PROBLEM STATEMENT - Give again, word for word, only the lines from the one containing "In the photo above, each instance of the thick" through the final line.

ENTRIES SHOWN -
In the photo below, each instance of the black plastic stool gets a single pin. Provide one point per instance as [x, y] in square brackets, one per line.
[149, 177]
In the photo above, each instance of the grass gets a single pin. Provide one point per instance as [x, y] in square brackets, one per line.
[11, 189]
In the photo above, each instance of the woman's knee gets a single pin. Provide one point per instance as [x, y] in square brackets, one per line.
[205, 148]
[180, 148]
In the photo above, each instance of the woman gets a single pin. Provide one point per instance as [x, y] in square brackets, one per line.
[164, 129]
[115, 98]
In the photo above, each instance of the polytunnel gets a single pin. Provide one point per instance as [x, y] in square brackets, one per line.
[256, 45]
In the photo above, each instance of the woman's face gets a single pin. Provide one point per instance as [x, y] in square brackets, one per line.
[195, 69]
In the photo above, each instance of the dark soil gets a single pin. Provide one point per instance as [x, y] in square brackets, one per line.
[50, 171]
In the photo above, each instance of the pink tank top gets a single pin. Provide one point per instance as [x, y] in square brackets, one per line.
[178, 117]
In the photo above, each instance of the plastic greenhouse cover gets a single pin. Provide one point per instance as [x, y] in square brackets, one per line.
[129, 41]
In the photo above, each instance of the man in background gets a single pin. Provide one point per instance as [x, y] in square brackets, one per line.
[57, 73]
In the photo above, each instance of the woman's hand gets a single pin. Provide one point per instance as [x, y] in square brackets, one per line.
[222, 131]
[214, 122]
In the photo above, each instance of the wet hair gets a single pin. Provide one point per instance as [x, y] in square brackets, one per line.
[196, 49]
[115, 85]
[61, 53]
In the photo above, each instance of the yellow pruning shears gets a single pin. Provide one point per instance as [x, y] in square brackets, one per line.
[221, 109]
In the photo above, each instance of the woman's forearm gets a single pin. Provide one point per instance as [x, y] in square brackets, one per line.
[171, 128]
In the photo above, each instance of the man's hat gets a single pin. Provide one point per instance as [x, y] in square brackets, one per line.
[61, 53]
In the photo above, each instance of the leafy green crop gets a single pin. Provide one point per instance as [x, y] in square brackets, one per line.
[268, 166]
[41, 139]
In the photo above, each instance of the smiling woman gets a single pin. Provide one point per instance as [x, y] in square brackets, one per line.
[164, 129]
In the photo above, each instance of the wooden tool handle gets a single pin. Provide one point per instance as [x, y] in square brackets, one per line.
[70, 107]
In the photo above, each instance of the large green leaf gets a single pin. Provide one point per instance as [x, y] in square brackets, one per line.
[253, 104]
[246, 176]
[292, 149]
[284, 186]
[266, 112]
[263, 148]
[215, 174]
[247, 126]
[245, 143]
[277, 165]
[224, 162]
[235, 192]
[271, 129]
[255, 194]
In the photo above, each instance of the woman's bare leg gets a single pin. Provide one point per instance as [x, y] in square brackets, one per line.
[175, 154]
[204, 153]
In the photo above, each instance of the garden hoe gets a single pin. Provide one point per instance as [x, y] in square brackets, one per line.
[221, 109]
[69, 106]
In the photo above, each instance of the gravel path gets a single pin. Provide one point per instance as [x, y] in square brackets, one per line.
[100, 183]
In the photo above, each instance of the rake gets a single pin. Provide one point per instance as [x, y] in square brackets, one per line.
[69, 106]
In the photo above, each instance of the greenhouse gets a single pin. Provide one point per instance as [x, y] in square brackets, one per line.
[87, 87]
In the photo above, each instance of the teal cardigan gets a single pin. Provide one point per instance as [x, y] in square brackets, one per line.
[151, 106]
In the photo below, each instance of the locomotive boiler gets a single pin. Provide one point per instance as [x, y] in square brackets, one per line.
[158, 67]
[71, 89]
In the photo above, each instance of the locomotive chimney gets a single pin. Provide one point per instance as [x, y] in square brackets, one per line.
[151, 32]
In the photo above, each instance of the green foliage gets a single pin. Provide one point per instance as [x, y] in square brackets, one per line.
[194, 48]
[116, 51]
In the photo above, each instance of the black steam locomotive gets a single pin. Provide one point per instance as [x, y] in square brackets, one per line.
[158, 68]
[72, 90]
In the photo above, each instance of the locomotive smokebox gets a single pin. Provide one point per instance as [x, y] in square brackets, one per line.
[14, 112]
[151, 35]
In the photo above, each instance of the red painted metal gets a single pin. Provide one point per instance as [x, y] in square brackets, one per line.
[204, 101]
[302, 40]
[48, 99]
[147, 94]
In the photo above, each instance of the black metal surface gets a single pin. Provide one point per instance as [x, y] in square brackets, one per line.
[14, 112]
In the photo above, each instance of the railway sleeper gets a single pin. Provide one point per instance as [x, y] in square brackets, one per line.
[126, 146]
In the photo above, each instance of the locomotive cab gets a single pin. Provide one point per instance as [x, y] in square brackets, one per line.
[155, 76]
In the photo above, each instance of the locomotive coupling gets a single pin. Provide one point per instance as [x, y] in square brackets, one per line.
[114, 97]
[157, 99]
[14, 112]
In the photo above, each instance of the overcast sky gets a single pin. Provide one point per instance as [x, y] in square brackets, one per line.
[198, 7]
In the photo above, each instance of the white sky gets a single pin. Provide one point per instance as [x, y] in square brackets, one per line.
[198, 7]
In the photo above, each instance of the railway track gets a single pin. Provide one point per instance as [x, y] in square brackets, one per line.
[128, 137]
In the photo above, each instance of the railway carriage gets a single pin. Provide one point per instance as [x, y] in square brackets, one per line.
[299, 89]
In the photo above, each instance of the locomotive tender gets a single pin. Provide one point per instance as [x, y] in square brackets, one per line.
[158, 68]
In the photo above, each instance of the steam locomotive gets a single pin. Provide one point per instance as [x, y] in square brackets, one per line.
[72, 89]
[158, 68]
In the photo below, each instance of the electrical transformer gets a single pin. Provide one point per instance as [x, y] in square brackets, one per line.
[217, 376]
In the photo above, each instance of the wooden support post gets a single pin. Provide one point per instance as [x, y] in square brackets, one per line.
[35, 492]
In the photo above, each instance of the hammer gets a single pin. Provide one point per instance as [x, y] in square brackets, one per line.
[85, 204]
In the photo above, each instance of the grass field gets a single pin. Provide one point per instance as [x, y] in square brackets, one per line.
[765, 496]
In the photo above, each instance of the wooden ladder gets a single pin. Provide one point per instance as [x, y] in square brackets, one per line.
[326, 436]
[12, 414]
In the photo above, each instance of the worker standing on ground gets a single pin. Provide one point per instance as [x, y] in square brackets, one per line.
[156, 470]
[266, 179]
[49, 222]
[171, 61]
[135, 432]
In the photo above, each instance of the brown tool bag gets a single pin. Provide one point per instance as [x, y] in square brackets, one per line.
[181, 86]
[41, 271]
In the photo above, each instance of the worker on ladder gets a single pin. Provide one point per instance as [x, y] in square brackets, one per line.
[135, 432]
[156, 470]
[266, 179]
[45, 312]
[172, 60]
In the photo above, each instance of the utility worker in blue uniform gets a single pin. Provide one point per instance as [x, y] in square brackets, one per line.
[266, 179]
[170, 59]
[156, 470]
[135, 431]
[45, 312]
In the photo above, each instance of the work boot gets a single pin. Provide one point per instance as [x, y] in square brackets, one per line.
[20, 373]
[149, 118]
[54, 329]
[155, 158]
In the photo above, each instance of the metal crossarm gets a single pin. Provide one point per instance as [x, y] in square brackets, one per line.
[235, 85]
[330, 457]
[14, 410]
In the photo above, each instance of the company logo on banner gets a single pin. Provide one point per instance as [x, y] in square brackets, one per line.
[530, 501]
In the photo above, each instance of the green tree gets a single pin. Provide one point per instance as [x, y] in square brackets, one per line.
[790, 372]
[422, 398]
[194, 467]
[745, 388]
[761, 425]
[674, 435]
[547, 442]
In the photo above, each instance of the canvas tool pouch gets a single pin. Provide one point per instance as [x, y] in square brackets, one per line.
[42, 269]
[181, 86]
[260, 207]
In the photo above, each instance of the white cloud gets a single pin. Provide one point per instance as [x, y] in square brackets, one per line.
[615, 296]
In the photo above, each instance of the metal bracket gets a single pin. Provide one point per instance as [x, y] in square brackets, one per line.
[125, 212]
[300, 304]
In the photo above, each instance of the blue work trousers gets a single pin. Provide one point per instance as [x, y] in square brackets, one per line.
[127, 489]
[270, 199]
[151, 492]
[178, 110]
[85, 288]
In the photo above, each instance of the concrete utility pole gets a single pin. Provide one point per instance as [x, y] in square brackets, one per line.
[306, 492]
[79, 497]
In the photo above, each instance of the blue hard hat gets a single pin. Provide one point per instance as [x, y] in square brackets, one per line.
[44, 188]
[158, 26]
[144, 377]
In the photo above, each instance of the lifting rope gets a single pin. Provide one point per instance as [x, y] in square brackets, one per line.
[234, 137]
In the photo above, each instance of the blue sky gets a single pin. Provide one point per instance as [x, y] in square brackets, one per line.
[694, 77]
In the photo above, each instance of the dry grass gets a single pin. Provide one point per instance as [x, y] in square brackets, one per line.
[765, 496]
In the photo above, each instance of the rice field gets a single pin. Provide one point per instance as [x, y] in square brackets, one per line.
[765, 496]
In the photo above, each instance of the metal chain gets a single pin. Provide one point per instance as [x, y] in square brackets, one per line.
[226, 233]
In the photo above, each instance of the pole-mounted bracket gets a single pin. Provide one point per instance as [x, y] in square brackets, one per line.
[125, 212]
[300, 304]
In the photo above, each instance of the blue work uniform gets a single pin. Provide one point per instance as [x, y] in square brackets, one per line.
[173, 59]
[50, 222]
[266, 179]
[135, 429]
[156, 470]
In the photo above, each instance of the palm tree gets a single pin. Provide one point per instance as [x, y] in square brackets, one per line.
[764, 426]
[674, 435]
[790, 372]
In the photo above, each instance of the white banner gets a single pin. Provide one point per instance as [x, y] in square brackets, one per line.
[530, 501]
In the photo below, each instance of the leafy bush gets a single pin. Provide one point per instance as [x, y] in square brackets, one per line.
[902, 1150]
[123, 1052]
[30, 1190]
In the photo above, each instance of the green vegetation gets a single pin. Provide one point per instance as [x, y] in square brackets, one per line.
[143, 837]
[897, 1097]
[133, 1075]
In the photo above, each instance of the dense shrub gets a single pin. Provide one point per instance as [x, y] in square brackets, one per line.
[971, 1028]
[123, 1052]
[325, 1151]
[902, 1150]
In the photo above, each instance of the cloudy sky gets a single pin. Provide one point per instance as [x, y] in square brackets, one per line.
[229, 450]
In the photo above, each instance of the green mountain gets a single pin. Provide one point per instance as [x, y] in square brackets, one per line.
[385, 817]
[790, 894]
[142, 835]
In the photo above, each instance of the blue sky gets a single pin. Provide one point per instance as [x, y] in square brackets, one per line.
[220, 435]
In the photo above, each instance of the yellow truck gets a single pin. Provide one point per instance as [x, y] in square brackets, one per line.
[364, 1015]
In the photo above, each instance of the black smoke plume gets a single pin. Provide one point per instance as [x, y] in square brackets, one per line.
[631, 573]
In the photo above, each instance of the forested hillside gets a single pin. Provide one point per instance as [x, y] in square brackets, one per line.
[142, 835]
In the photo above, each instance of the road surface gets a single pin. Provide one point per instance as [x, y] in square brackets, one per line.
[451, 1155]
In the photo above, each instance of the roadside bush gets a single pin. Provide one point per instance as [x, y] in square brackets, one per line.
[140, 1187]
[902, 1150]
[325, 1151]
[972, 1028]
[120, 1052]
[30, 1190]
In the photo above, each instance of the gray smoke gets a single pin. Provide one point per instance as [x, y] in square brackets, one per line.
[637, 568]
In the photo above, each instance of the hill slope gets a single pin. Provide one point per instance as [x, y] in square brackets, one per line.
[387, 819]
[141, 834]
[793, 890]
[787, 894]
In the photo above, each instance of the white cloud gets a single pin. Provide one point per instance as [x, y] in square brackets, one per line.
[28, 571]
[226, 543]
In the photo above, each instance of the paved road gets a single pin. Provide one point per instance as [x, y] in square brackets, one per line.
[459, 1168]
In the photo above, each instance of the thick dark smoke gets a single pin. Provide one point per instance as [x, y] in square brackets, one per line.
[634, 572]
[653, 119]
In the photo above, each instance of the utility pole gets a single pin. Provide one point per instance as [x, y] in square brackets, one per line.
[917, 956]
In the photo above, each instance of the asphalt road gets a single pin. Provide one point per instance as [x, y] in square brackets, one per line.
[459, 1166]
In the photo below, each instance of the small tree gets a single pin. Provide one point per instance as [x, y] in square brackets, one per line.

SOLUTION FOR THIS PROBLEM -
In the photo above, each instance of the thick dark smoke gets a single pin. Provide one point per instance as [x, y] in square brackets, one per line.
[634, 572]
[653, 119]
In the photo above, each instance of the utility pole gets a single pin. Provide one point per instance as [x, y] in square brackets, one per line.
[917, 956]
In the photo above, each instance of the asphalt road gets a single pin. Provide one point per instance as [x, y] in square brackets, one per line.
[459, 1166]
In the photo below, each instance of the small tree gets a single pin. Provide one point per instance as [x, y] in square brackets, one per line.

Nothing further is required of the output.